**DATA TO USE**
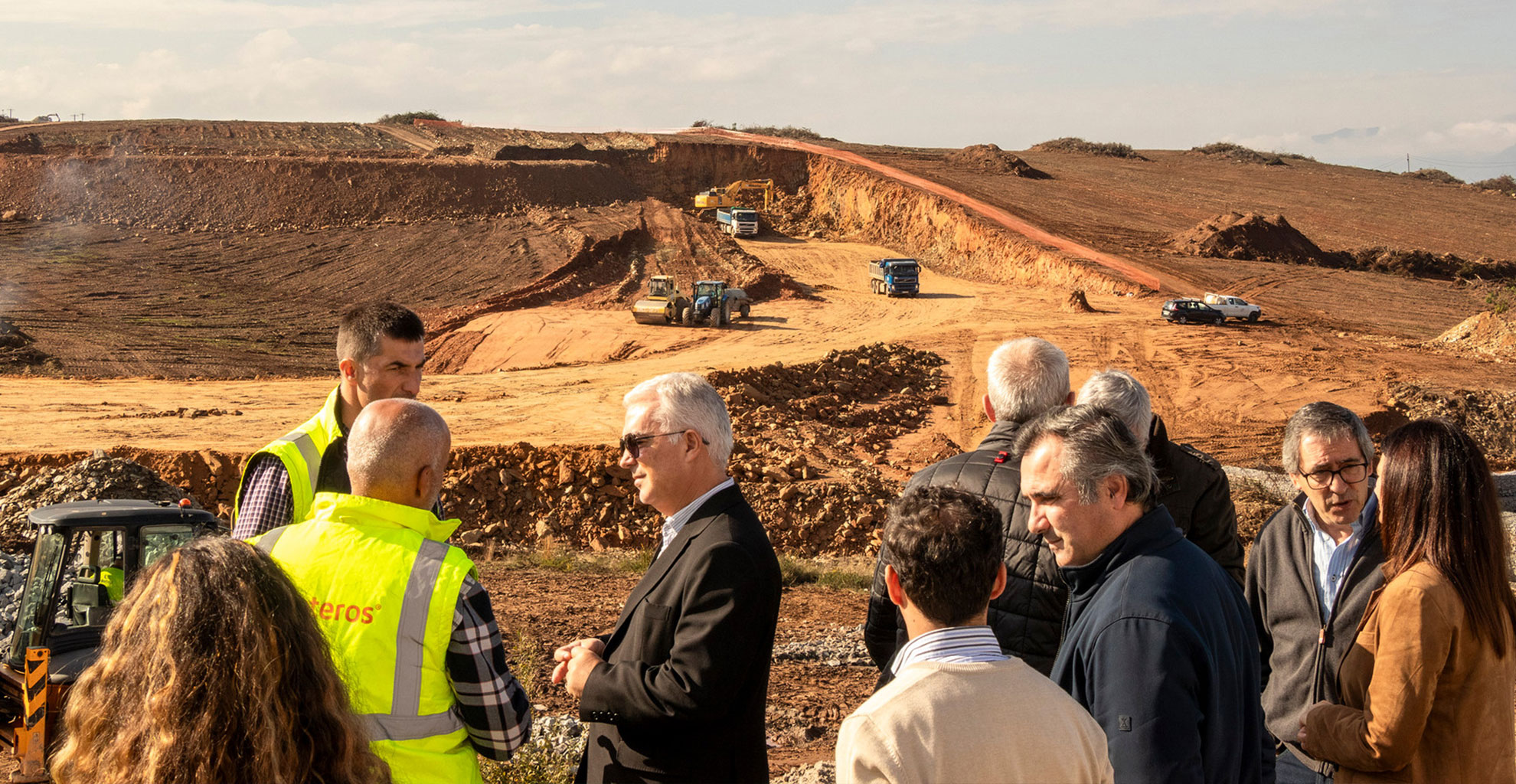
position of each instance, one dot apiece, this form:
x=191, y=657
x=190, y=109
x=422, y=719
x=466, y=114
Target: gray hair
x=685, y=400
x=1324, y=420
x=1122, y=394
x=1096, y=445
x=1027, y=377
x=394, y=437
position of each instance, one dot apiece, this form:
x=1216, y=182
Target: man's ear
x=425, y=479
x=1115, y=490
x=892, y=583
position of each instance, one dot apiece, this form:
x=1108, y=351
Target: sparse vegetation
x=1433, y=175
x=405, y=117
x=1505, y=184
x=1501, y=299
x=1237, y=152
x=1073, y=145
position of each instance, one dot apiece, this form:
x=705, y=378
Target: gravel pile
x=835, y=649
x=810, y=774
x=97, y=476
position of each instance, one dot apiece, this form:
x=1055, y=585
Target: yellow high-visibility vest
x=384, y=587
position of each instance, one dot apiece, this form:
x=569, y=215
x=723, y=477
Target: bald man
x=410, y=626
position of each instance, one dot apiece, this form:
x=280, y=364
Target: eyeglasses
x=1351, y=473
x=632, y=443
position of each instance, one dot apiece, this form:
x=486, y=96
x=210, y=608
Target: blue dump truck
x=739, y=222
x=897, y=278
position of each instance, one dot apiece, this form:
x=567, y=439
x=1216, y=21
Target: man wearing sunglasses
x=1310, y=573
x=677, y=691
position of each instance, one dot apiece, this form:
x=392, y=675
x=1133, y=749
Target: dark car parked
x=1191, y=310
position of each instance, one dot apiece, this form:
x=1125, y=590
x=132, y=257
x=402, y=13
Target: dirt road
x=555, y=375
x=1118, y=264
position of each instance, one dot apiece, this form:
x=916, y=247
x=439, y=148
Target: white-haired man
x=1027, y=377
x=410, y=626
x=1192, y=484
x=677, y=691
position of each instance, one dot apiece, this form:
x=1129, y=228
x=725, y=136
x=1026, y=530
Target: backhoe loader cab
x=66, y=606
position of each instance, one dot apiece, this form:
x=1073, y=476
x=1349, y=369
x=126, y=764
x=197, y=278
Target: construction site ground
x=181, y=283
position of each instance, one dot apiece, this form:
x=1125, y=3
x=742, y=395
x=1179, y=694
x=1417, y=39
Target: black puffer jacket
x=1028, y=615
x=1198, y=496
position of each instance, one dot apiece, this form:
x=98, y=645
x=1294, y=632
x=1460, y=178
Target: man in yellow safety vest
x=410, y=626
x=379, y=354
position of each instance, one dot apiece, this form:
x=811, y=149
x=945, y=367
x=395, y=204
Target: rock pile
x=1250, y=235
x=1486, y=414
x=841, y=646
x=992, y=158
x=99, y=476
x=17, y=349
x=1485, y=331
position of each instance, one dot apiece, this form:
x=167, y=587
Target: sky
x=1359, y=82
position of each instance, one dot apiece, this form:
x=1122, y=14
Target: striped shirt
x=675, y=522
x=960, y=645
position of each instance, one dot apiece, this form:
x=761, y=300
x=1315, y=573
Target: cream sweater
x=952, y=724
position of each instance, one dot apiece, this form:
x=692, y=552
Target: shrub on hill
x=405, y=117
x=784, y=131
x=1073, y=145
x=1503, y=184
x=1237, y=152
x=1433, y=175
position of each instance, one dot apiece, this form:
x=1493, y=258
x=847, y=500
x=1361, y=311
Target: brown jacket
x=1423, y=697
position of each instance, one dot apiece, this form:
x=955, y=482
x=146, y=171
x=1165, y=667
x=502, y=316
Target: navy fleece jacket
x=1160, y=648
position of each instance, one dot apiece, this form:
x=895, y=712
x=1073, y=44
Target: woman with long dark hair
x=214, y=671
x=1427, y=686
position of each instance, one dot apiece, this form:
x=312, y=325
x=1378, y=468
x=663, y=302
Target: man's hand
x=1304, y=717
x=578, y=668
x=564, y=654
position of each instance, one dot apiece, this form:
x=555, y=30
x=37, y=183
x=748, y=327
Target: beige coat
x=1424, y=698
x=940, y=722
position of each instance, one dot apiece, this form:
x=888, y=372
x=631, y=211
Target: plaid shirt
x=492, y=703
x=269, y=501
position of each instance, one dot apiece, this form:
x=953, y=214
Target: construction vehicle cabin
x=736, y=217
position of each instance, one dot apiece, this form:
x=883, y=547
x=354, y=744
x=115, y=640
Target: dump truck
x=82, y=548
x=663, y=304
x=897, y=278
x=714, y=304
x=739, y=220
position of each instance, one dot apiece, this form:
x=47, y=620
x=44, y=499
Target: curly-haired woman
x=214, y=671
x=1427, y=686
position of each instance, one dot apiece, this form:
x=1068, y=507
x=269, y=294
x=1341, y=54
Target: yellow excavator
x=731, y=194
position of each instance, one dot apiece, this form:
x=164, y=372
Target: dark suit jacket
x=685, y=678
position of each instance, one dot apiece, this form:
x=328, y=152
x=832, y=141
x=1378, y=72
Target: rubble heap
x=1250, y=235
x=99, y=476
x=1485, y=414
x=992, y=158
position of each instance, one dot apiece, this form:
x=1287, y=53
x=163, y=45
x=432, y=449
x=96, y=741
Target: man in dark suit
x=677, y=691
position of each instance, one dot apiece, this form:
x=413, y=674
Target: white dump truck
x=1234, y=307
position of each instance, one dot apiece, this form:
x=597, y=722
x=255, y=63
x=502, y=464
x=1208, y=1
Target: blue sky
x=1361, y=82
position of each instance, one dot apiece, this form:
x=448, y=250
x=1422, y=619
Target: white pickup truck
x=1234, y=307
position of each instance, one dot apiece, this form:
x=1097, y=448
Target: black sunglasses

**SHORT PROBLEM**
Copy the records from their start through the line containing "x=892, y=583", changing "instance" to "occurrence" everywhere and leaving all else as it stands. Leave the pictures out of the copy.

**SOLUTION TO THIS PROBLEM**
position of each occurrence, one dot apiece, this form:
x=191, y=657
x=190, y=109
x=422, y=719
x=466, y=114
Target: gray hair
x=685, y=400
x=1324, y=420
x=1122, y=394
x=1096, y=445
x=1027, y=377
x=394, y=437
position of each occurrence, one dot apiece, this form:
x=1216, y=182
Target: man's ear
x=425, y=479
x=1115, y=490
x=892, y=583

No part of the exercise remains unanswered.